[STORED RECORDS start]
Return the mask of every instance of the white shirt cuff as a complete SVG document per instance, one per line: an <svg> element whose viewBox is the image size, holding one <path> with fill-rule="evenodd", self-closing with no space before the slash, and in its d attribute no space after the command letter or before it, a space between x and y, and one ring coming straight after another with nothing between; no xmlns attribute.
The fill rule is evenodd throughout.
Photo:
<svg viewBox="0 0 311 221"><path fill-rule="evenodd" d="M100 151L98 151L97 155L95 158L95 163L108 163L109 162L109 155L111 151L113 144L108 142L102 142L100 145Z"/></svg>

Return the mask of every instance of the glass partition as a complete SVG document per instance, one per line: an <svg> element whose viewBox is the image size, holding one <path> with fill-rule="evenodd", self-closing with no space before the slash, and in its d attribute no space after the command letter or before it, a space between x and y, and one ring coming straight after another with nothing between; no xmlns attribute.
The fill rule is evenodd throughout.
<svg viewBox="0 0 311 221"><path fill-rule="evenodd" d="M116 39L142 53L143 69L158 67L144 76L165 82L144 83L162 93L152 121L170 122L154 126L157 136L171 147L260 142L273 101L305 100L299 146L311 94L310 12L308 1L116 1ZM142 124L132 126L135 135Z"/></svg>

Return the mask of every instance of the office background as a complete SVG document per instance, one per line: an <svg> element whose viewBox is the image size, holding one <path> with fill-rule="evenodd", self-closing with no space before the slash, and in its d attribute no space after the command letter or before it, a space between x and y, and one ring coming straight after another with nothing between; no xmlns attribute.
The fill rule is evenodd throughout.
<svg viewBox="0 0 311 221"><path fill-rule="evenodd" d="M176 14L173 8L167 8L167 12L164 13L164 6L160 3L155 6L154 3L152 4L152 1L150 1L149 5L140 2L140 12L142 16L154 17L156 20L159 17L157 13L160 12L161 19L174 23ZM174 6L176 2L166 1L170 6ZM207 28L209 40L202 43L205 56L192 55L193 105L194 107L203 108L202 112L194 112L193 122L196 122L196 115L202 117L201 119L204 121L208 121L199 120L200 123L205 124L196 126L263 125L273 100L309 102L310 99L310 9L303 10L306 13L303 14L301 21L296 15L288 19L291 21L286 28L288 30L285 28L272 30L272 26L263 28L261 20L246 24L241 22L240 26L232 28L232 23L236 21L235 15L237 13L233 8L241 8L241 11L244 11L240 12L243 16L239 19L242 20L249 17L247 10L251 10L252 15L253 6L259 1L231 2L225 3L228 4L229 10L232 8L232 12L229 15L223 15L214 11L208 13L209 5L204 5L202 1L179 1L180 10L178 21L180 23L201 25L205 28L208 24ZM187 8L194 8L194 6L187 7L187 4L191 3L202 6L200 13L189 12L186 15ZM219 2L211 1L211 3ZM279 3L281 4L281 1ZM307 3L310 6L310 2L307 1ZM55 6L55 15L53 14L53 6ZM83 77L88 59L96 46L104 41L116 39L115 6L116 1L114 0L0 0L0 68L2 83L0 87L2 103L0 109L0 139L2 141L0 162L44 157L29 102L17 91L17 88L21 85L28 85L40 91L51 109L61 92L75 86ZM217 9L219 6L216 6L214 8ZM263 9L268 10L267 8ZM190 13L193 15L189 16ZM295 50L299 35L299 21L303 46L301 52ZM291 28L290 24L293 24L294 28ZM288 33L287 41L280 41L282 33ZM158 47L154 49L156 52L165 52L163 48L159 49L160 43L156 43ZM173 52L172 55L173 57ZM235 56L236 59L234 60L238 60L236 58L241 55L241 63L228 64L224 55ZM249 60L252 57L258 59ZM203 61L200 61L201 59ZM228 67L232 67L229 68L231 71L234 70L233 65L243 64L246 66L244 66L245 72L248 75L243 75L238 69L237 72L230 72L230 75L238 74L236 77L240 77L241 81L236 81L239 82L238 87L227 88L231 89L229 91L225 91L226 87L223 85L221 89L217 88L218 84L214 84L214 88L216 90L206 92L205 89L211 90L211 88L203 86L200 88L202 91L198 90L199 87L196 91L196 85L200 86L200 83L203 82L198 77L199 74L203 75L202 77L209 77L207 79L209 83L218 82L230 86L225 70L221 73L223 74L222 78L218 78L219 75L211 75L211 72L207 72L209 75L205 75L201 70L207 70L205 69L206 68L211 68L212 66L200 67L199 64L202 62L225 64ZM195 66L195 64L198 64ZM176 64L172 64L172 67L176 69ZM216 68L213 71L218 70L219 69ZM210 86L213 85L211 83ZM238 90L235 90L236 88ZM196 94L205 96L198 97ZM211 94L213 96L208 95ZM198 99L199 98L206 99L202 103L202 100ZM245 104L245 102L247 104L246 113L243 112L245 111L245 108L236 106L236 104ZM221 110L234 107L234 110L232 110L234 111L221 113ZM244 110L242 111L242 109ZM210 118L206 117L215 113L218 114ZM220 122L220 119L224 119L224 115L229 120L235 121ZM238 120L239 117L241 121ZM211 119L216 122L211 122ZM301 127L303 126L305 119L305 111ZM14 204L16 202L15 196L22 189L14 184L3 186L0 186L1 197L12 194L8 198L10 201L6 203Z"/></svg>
[STORED RECORDS end]
PROBLEM TO SOLVE →
Can you give back the data from its start through the line containing "151L98 151L97 155L95", with "cuff" replaced by "collar" and nothing else changed, and leave out every line after it?

WRITTEN SOLUTION →
Return the mask of every instance of the white shirt collar as a complete SVG document per instance, one per line: an <svg> element whose viewBox is the image size, holding one <path> with fill-rule="evenodd", self-closing with no space before the slash, and in its d attribute no space after the command letter or before it, a space between x and y, and one ring coming straight after another with nothing between; no xmlns attribute.
The fill rule is evenodd throughout.
Photo:
<svg viewBox="0 0 311 221"><path fill-rule="evenodd" d="M100 151L98 151L97 155L95 158L95 163L108 163L109 162L109 155L111 151L113 144L108 142L102 142L100 145Z"/></svg>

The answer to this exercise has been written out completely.